_GIVEN INFORMATION_
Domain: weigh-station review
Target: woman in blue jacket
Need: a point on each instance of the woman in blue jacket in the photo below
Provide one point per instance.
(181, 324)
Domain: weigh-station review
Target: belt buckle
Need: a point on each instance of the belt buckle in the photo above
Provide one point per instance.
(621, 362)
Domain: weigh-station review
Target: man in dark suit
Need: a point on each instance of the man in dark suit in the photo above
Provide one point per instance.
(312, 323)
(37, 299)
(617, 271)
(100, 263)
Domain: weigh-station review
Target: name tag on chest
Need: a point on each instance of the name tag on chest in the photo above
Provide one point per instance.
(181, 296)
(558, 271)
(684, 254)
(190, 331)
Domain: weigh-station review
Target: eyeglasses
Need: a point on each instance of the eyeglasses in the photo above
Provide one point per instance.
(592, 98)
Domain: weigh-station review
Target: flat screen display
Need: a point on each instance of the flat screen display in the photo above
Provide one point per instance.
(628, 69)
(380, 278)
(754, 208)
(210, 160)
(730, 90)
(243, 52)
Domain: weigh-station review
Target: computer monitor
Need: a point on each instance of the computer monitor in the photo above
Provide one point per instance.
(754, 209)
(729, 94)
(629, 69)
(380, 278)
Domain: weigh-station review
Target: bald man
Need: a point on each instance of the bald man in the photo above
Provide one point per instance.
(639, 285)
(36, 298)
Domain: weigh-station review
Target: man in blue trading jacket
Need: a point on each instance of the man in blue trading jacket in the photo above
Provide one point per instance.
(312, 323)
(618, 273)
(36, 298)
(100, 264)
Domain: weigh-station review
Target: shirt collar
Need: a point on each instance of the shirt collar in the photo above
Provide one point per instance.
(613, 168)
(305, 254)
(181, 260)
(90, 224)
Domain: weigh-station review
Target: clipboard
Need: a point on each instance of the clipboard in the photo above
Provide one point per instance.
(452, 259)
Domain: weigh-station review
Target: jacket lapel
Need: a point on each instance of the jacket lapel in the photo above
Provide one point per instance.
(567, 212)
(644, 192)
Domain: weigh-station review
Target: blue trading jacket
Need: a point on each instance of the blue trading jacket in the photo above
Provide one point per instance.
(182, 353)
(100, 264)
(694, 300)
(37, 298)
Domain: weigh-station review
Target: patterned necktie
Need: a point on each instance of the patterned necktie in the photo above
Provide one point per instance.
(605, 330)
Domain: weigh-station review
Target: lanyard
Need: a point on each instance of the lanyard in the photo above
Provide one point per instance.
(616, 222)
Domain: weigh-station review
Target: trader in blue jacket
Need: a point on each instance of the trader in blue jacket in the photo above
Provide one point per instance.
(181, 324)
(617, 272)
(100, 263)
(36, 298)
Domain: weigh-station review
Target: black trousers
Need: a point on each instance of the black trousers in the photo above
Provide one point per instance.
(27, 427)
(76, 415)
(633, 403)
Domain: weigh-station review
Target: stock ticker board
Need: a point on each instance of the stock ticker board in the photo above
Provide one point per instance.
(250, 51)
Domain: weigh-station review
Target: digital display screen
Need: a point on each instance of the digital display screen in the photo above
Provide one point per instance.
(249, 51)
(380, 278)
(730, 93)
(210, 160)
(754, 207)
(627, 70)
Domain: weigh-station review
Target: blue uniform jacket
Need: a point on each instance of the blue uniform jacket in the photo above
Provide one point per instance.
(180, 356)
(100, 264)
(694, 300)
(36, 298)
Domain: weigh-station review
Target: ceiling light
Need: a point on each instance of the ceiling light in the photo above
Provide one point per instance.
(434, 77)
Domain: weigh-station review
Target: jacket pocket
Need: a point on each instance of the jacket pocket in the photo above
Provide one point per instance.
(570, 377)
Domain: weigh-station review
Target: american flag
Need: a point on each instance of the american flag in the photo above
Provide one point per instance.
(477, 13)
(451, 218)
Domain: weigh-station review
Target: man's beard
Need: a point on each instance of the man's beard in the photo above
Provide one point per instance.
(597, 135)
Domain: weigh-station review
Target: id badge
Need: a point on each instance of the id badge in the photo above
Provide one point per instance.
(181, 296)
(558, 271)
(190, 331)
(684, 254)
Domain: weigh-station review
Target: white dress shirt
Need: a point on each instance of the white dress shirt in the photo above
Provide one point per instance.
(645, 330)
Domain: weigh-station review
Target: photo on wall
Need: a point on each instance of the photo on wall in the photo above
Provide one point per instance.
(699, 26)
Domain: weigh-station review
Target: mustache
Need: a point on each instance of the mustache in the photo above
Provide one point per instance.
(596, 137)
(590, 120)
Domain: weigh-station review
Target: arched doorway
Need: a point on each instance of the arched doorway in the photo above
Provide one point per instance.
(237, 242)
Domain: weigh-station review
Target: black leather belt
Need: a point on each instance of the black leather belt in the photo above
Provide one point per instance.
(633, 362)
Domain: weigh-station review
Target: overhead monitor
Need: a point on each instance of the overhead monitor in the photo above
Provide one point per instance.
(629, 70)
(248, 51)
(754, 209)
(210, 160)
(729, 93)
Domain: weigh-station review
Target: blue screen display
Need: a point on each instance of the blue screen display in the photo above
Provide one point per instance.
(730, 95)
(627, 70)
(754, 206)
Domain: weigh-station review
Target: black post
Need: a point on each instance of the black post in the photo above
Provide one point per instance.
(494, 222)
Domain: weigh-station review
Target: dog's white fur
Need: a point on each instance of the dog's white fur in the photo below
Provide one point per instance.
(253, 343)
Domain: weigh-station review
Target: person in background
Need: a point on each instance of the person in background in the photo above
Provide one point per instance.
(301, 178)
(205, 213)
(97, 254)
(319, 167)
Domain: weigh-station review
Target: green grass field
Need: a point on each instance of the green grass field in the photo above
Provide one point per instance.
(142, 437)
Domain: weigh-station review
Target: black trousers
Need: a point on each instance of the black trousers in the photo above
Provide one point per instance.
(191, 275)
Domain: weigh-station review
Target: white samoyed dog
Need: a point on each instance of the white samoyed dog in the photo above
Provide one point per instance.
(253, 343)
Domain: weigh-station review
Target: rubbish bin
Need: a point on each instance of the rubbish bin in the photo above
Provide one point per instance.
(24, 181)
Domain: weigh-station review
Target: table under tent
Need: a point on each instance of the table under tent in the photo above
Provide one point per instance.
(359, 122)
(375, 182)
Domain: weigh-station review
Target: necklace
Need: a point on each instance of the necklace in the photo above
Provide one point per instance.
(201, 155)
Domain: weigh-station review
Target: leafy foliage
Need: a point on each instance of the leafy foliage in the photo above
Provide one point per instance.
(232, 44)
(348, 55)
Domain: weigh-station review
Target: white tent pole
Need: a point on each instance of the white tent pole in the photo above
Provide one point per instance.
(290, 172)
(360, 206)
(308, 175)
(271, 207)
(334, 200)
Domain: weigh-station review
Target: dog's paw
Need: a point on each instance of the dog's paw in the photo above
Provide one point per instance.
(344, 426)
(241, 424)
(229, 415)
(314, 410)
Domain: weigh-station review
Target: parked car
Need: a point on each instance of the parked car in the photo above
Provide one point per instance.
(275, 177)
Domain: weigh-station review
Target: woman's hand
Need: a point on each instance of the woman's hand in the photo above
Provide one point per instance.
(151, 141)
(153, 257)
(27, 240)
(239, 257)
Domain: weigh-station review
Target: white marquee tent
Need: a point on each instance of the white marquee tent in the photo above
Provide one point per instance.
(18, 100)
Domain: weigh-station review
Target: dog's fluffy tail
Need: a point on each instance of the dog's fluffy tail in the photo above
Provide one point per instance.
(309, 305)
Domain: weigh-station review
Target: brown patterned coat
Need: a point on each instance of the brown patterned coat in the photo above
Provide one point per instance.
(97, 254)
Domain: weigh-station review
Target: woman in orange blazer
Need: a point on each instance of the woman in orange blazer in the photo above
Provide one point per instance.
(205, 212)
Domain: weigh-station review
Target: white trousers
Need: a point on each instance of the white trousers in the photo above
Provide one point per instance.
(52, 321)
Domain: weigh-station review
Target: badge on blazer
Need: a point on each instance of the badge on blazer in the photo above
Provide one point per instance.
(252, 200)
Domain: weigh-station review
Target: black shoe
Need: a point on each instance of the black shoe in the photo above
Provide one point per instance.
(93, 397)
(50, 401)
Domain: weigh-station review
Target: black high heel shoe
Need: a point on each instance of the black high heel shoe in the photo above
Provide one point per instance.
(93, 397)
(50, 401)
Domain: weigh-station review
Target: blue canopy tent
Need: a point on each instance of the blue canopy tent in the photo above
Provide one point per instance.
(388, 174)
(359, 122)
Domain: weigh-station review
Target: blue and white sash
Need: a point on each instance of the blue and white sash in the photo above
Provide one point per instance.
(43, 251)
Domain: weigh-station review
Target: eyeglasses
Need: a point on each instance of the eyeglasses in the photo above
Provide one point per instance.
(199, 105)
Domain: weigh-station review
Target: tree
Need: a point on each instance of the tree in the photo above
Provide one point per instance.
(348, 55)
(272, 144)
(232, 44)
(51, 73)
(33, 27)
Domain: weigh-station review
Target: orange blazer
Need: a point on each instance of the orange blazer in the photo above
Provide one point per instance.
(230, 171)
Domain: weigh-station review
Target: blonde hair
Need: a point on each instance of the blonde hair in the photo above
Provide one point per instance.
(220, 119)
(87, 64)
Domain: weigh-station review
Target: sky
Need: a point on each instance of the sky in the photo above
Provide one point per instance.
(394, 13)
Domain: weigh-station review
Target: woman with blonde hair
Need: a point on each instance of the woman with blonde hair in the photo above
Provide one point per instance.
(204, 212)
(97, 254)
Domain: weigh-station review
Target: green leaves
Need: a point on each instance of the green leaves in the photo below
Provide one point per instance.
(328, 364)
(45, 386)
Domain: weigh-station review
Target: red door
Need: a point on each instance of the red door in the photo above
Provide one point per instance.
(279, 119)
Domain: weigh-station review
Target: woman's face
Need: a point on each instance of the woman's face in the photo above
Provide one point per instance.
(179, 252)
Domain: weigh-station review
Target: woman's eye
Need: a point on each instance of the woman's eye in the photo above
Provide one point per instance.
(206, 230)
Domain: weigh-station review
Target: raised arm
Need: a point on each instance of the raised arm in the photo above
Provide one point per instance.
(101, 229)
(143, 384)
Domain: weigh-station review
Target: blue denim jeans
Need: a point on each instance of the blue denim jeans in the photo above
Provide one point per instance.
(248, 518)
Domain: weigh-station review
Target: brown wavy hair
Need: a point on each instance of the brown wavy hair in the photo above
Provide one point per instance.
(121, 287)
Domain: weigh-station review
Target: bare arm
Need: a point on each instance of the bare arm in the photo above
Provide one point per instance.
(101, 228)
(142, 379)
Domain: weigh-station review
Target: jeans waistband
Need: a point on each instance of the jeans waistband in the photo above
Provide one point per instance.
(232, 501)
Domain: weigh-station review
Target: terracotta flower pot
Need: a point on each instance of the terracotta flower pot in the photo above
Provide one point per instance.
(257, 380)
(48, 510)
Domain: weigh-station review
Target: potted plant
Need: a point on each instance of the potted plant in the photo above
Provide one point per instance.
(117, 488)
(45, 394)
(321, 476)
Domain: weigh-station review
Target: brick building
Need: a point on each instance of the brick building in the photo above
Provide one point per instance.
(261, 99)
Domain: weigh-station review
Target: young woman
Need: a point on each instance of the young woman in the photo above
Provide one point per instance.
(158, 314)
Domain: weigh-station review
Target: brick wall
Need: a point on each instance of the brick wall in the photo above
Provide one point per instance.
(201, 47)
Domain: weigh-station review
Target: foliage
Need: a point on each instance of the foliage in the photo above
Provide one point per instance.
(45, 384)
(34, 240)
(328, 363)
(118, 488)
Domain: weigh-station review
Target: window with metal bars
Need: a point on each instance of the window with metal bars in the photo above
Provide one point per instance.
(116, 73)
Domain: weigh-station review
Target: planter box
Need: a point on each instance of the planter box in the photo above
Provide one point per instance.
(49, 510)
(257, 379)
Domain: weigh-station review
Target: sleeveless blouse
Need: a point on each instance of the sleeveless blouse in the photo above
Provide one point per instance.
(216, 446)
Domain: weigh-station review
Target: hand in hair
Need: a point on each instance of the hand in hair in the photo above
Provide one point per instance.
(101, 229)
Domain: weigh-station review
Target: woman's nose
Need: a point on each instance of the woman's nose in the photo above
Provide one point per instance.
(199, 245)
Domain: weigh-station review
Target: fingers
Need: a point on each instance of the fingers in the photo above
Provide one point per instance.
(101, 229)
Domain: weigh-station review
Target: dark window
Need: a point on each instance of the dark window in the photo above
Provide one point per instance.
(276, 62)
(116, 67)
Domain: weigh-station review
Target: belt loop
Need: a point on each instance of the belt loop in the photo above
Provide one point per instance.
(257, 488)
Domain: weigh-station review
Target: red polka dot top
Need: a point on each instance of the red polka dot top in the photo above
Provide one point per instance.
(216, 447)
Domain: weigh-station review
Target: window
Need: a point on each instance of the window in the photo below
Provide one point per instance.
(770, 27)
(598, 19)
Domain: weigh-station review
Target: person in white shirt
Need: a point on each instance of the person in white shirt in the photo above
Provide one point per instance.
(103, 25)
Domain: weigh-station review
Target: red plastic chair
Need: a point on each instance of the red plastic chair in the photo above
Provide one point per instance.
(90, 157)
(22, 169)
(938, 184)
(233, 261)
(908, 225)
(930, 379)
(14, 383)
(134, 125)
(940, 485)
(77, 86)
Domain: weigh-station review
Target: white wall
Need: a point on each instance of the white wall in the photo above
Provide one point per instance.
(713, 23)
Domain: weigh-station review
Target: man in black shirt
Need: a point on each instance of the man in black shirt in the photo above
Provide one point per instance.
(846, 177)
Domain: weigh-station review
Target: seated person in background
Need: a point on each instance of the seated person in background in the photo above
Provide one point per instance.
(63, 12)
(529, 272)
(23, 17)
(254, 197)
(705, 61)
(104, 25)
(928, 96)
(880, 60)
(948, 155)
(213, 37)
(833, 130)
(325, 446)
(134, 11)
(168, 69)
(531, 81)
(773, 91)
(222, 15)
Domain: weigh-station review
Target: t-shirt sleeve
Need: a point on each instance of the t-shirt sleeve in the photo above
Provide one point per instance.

_GIVEN PROBLEM_
Please extract each line of the material above that contains the word "wavy".

_SOLUTION FOR THIS PROBLEM_
Target: brown wavy hair
Need: a point on each instance of the brown wavy hair in the photo above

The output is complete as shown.